GIVEN TEXT →
******************************

And if you set that 'living wage' high enough that single mother will be fired because her employer doesn't think that her labor is worth that much. If she is only worth $8/hour as an employee and the 'living wage' is set significantly higher than that, then her employer should fire her and demand more from other employees in order for them to be able to keep their jobs. When the minimum wage was raised in California, my employer (Regal/Edwards Theators) cut everyones' hours in order to offset costs. They will never pay more for labor. They will simply cut hours across the board until their costs stay the same.  They would rather be understaffed and work their remaining employees harder rather than pay more in labor costs. This is only ancecdotal, but I suspect that other employers will do the same thing if a 'living wage' is ever mandated.

 Let me be the first to state that it's quite possible that I don't understand the "living wage" concept as much as I thought I do. I am not completely sold on it and it may be the way it was originally phrased that I liked it and thought more favorably of it. Anyways, I am not a diehard advocate of it and I could go without it; it's not a "must" for me. My concern, though, is that if employers are allowed to set the wage at any way that they want to, they could set it so low that workers are being exploited. I personally would rather have the wage reflect the value of the person's contribution of labor, not too low as to exploit the person and not too high as to make employees not worth hiring.

 

Quote:
But I see being able to sell my labor at any price that I and my employer agree on as being a fundamental economic right. I think that you actually want to take away that right from me and claim that it is increasing my rights as you do it. Your increasing other's rights sounds like it might actually decrease mine.

You think I consciously and deliberately want to take away your economic rights? Where do you or others derive this economic right to set the price for your labor at any amount of your choice? This is the tricky thing about rights though. People can and do argue that the positive rights of others infringes on the negative rights of others. What if the right of you and  your employer want to settle the price of your labor at any amount that you two agree to and it's at such a price that leads to a negative externality elsewhere? What if your economic right to freely negotiate the price of your labor infringes on someone else's right to life, liberty, or happiness? What if your right to free wage negotiation (if we may call it that) is infringing on another person's right to life?

 As I see it, your argument can work both ways here. You might argue that a minimum or a living wage may take away your right to free wage negotiation but one can argue that to freely negotiate wages infringes on others' rights, particularly the right to life being that a minimum or living wage might allow people to better access to basic necessities of life. If all wages were freely negotiated as you desire, what's to prevent some employers from setting the wage so low that the person is literally being exploited? What if the wage is so low that a person cannot do anything with the money, cannot afford groceries, rent, clothing, or any kind of payment? Your fundamental right to free wage negotiation, then, would open the door to allow for employers to exploit their workers, hypothetically.

******************************

Excerpts of pointing data
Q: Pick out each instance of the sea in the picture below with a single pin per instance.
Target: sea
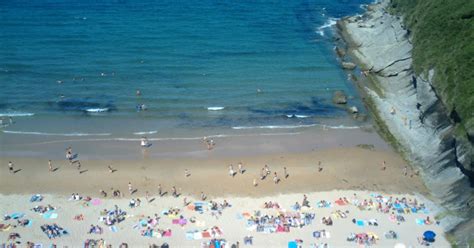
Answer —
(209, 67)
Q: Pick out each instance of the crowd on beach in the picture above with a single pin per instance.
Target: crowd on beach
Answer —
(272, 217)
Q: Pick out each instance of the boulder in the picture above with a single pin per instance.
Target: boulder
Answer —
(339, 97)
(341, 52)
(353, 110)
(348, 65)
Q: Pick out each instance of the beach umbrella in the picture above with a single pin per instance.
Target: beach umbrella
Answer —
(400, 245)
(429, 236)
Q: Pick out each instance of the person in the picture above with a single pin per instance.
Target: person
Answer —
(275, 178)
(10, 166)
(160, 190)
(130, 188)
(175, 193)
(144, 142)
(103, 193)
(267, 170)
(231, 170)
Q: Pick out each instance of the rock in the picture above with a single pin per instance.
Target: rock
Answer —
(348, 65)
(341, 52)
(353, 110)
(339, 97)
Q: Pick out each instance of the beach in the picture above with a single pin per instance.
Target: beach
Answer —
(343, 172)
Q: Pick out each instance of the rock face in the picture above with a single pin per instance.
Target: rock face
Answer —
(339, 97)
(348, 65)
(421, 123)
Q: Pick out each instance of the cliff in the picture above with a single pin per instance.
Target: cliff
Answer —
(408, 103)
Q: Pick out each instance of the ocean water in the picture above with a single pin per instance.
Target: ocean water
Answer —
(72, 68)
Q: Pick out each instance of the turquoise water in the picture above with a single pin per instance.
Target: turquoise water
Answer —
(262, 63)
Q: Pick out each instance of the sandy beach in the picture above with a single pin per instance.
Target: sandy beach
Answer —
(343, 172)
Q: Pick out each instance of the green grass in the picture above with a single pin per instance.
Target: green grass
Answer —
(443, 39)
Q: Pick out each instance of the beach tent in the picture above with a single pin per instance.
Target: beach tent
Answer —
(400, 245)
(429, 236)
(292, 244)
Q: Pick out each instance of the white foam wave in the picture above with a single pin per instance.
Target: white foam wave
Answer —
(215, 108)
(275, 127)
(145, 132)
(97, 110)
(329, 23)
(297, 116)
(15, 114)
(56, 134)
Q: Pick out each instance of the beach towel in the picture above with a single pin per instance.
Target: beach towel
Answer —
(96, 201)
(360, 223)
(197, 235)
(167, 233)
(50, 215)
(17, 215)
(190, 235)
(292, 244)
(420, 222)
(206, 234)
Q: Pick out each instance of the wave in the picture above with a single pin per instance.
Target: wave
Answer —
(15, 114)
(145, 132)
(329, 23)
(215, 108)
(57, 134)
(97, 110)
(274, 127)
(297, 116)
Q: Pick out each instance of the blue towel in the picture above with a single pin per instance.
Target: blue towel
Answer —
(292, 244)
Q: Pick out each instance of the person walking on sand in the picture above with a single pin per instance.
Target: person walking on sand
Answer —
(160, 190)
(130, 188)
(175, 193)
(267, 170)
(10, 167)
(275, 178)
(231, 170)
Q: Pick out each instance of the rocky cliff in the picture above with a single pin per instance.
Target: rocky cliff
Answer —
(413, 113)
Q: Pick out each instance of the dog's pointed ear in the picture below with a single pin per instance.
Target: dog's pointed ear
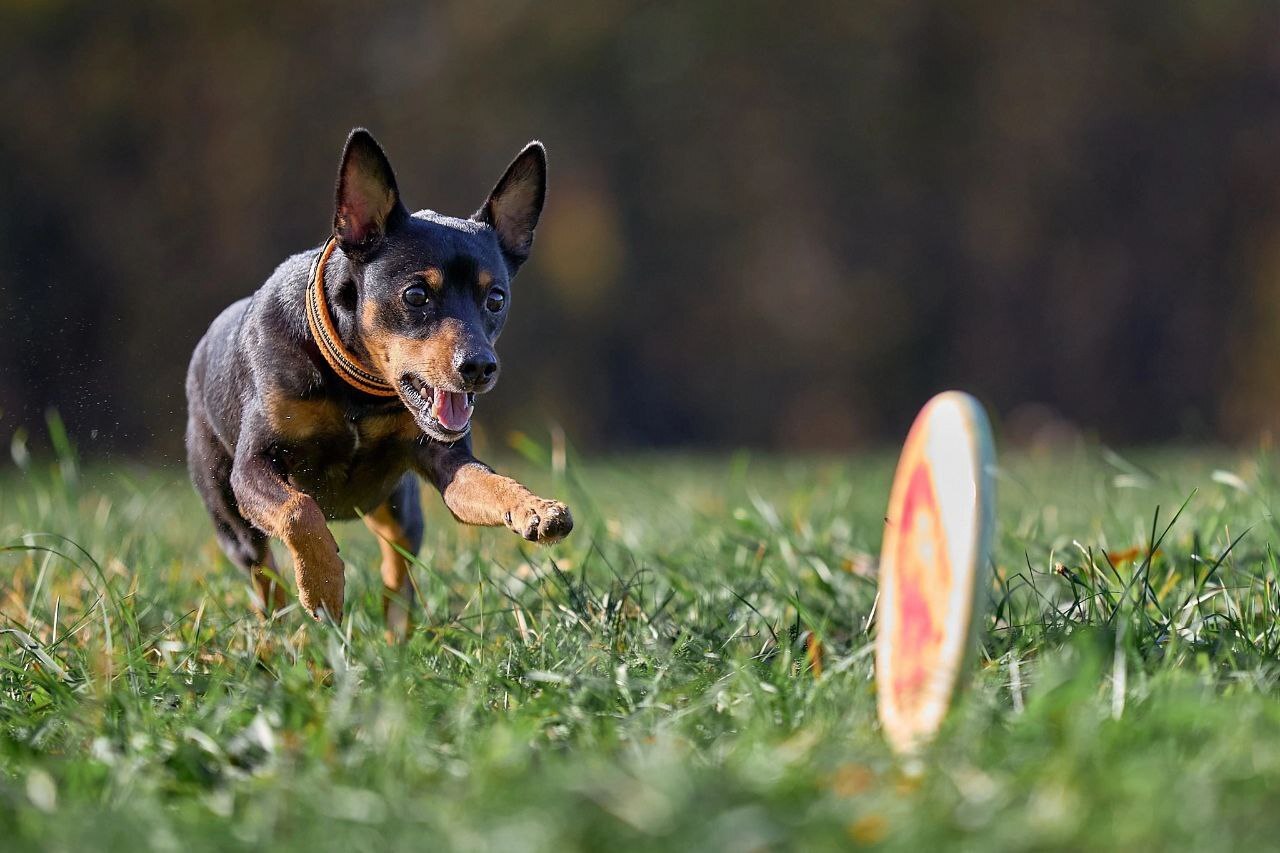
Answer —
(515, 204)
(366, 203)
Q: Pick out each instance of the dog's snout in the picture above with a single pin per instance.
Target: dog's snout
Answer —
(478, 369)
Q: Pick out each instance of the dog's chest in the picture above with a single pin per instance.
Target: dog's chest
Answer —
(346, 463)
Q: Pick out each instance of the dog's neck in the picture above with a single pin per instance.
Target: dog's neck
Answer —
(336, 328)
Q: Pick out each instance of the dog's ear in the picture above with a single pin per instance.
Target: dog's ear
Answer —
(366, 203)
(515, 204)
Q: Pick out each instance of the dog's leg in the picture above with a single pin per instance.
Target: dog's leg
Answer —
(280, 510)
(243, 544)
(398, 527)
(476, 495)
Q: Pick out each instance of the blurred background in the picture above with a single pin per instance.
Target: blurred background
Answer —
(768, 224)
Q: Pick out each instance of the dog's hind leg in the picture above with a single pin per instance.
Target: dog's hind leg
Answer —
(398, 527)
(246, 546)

******************************

TASK REQUIREMENTS →
**A)** In the living wage discussion, what did the first writer's employer do when California raised the minimum wage?
**B)** Using the living wage discussion, explain why the second writer is concerned about letting employers set wages any way they want.

FULL SOLUTIONS →
**A)** The employer cut everyone's hours to offset costs.

**B)** The writer worries that employers could set wages so low that workers are exploited. A wage might be so low that a person cannot afford groceries, rent, clothing, or any kind of payment. That would infringe on the right to life, since a minimum or living wage might give people better access to the basic necessities of life.